(Pointing and labeling entries)
____________
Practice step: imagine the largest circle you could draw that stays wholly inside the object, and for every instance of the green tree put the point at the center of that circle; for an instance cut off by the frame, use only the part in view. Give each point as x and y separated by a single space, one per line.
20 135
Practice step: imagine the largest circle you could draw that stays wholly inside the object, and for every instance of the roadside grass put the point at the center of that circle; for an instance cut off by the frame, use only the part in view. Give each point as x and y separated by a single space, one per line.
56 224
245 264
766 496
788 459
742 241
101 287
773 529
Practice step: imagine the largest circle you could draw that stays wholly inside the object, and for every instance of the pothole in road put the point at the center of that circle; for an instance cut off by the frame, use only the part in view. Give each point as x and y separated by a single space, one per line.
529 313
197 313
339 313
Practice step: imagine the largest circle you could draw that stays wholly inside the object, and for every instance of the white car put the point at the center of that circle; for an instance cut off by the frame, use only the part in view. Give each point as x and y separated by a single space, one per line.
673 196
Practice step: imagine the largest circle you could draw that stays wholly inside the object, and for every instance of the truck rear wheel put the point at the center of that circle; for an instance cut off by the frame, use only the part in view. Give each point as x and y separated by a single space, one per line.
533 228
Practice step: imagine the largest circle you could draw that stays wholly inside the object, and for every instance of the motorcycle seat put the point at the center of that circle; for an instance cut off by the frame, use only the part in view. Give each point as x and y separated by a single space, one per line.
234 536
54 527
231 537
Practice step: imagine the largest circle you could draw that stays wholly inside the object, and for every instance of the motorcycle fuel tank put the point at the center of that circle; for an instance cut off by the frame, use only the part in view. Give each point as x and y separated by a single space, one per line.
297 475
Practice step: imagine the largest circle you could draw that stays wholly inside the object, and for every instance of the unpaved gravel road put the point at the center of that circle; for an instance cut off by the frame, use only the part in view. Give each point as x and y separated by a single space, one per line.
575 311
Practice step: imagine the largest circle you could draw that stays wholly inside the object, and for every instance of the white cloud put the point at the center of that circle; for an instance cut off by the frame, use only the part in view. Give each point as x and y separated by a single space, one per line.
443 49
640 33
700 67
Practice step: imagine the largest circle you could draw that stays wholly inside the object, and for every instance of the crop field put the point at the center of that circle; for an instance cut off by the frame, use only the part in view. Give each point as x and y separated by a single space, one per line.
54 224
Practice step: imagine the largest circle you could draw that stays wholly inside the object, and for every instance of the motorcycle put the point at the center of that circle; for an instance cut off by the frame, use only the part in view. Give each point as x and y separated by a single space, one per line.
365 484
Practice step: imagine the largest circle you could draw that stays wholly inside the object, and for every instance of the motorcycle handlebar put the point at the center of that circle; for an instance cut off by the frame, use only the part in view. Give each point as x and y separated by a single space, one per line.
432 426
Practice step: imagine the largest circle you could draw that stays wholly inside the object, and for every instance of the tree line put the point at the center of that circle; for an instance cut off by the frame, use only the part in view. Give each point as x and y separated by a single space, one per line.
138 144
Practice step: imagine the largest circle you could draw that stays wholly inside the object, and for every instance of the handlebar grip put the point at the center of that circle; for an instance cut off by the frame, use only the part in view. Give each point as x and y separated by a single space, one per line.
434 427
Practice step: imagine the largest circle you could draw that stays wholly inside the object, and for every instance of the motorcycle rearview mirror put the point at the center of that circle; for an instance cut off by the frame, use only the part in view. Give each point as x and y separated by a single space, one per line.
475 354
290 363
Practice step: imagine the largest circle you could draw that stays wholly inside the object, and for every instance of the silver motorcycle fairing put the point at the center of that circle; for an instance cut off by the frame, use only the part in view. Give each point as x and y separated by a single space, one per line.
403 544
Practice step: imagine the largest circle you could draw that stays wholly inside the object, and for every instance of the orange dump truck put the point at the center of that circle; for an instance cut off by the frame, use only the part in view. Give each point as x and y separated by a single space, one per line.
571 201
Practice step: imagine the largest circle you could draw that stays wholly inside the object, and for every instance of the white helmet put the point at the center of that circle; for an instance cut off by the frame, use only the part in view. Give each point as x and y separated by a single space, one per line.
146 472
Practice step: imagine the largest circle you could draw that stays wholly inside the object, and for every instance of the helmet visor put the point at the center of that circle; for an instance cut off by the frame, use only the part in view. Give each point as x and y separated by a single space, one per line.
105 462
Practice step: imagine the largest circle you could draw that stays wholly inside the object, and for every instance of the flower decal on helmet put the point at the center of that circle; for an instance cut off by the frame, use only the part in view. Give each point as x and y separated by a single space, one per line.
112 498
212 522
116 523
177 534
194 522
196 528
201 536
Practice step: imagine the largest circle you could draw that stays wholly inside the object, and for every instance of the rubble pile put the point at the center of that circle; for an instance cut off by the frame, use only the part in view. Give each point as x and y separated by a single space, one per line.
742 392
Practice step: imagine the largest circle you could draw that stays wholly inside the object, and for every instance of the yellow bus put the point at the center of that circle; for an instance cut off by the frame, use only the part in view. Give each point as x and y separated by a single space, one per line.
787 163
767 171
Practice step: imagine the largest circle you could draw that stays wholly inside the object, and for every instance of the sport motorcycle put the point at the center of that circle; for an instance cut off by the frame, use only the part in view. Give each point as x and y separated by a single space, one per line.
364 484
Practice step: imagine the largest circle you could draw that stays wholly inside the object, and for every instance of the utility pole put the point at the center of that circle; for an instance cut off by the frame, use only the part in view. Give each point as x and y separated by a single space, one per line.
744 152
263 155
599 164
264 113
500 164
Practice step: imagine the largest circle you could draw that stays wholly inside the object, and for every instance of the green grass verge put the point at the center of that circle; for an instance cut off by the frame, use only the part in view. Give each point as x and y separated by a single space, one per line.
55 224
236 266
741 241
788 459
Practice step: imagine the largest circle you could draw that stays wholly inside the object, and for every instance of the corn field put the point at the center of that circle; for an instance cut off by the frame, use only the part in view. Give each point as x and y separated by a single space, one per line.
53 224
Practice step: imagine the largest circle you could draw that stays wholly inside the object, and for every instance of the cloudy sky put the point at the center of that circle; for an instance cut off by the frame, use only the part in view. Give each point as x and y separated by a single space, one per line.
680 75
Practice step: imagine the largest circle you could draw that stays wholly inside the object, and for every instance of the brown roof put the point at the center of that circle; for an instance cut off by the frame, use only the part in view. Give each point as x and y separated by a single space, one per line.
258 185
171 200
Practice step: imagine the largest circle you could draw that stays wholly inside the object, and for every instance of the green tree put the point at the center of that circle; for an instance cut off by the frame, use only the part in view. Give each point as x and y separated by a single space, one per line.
____________
### WHAT THE TASK REQUIRES
Exactly reproduce every record.

### EXERCISE RESPONSE
Practice step: imagine the largest circle you could draw that stays wholly inside the object, and for every instance of the green tree put the point at the center of that circle; for an instance cut off by the frame, use only the part in view. Give each point as x and y separated by a single space, one per line.
20 135
Practice step: imagine the largest circle you could draw that stays wholly inside the object, and for every instance of the roadside grass put the point at the center of that circle; for an instance cut off by the frame, use only the part in view. Give each point as x and y separated by a single space, one per line.
56 224
245 264
766 496
788 459
742 241
101 287
773 529
Practice step: imagine the largest circle you could draw that stays wholly inside the object, and for every instance of the pothole in road put the point at the center of that circle; for an instance cut off by the frame, use only the part in view. Give each point as x and y separated by a single space, one per line.
529 313
197 313
339 313
Practice step: imagine the largest circle you could draw that stays wholly inside the object, and for every instance of the white car put the point at the center of that circle; for an instance cut off by the frame, use only the part in view. Give each point as x and y separated by a single space, one per line.
673 196
Practice step: imagine the largest circle you could draw that stays wholly inside the object, and for every instance of the truck rear wheel put the point at the center of that circle; for an instance cut off by the frame, use only the part in view. Give each point as x and y separated by a single space, one per line.
533 228
Practice step: imagine the largest circle you could draw that stays wholly inside the object, and for every instance of the motorcycle seat put the point at the center of that circle; for an instance cut off by the frame, use only the part in view. Give each point as x and y separated by a single space, one per line.
234 536
54 527
231 537
Practice step: imagine the largest circle you could draw that stays wholly inside the object, and for every instance of the motorcycle fuel tank put the point at the center of that circle; for an instance cut off by the frame, use only the part in view. Give each point as x and y separated by a single space, one per line.
297 475
Practice step: imagine the largest circle you could draw that stays wholly inside the object, and for every instance of the unpaved gravel road put the point at the center of that circle; for an instance cut off by the frame, use only the part in view. Give each point as x and y separated by a single space, one per line.
575 311
Practice step: imagine the largest circle you could draw that stays wholly inside the object, and for every instance of the white cloud put the point at the center of that circle; for an instance cut off by the frame, use only the part in view. Give each point as x and y separated by a single space, one per line.
443 49
640 33
700 67
Practice step: imagine the largest circle you could draw that stays wholly inside the object, and for every instance of the crop field put the point at the center of that circle; for an instance cut off by the frame, use only the part in view. Give each point as x and y separated by a single space, one per line.
54 224
Practice step: imagine the largest circle you could draw that stays wholly inside the object, and for every instance of the motorcycle put the point at the center of that circle; for an instance cut off by the frame, use only the part in view. Give each point as x and y separated by a single space, one per line.
365 484
Practice step: imagine the largest circle you could draw that stays wholly inside the object, and for every instance of the motorcycle handlebar put the point at the center of that circle; for an instance cut off by the frame, use only the part in view. Give each point as x and y separated by a single space, one per line.
432 426
Practice step: imagine the largest circle you could draw that stays wholly inside the object, and for every instance of the tree line put the point at the center of that circle; for an instance cut off by the frame, use only the part in view. Give each point as x and y separated by a single space, one per line.
138 144
Practice step: imagine the largest circle you could draw that stays wholly inside the object, and for every instance of the handlebar grip put the point at the center of that circle; for an instance cut off by the frame, use only the part in view. Give each point as x and y separated by a single space, one per line.
434 427
Practice step: imagine the largest circle you could draw that stays wholly inside the object, and for every instance of the motorcycle rearview mirror put the point at the center of that circle; for an instance cut off by the frame, use only the part in view. Give each point as x and y separated by a single space, one per line.
475 354
290 363
Practice step: imagine the largest circle you could draw that stays wholly inside the object, and for every instance of the silver motorcycle fairing put the point at the center of that circle; for an instance cut off by the frame, use only the part in view. Give each point as x and y separated by a single space, one per line.
403 544
Practice step: imagine the largest circle you could draw that stays wholly inside the object, and for every instance of the orange dump truck put the point at the center of that circle; for an instance cut off by the frame, use only the part in view. Give each point as x and y separated by a single space, one per line.
571 201
Practice step: imagine the largest circle you could draw that stays wholly inside the object, and for every instance of the white helmet put the point at the center of that circle; for an instance cut off by the frame, use only the part in view. Give each point as x and y separated by a single space, one per line.
146 472
Practice step: imagine the largest circle you could draw that stays wholly inside the object, and for every instance of the helmet visor put the point at the center of that circle; for an instance cut off by the frame, use only the part in view. Give each point as x and y separated by a single space, one per line.
105 462
Practice step: imagine the largest circle you could draw that stays wholly inside the object, and for every instance of the flower decal on helmet put the point at the center of that circle; for an instance cut off by the frame, use only the part in view. Give each point as x and y separated by a single space, one per line.
112 498
212 522
116 523
177 534
194 522
196 528
201 536
Practice step: imagine the largest circle you could draw that stays wholly inside the object, and for every instance of the rubble pile put the point at the center of that circle; for an instance cut off by the frame, use only the part in view. Give each point as x and y separated by a single space, one per line.
742 392
Practice step: imagine the largest circle you could draw that stays wholly inside the object, and for every instance of the yellow bus put the point at the center of that circle; for an instance cut off by the frame, use only the part in view. Give each point as x and y separated by a single space, one per line.
787 163
767 171
Practice step: imagine the largest circle you could draw that stays wholly inside the object, and for every instance of the sport motorcycle put the point at the center of that circle; for an instance cut off by the frame, use only the part in view. Give each point as x and y separated by a single space, one per line.
364 484
Practice step: imagine the largest circle you could draw that stays wholly inside the object, and for every instance of the utility pole put the point at the center of that circle; for an instance cut off by the frame, use only the part in view. Give each point as x and y separated by a single space, one per line.
744 152
263 155
599 164
264 113
500 164
Practice step: imagine the largest circle you could draw that stays wholly inside the object, and for every instance of the green grass verge put the point at the center of that circle; for an instance cut off by the frame, use only the part in view. Give each point as x and y separated by a single space, one per line.
55 224
236 266
741 241
788 459
Practice step: imagine the largest circle you could draw that stays wholly inside the object, and for every instance of the corn field put the point at the center of that circle; for an instance cut off by the frame, use only the part in view. Give each point as x and y separated by a single space, one per line.
53 224
Practice step: imagine the largest circle you could draw that stays wholly inside the object, and for every instance of the cloudy sky put the point at the center of that circle; for an instance cut off by the frame, use only the part in view. Give each point as x and y separated by a single space, one per line.
680 75
Practice step: imagine the largest circle you could draw that stays wholly inside the object, and for every instance of the brown roof put the point at the center of that circle; for an instance cut off by the frame, use only the part in view. Give each point as x and y separated by a single space, one per line.
258 185
171 200
Practice step: imagine the largest circle you could draw that stays wholly inside the object, and for every instance of the green tree put the point at the center of that circle; for an instance cut off by the frame, use only the part in view. Give each point as x and y separated by a single space, one per line.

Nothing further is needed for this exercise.